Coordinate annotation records
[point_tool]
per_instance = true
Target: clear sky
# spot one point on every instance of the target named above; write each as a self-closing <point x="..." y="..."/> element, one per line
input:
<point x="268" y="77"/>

EXERCISE — Rename "per_instance" to "every_instance" throughout the rows above. Reproduce every row with only that change.

THE OUTPUT —
[point_tool]
every_instance = true
Target: clear sky
# spot one point on every instance of the target named above; write each as a self-closing <point x="..." y="..."/> element, one per line
input:
<point x="268" y="77"/>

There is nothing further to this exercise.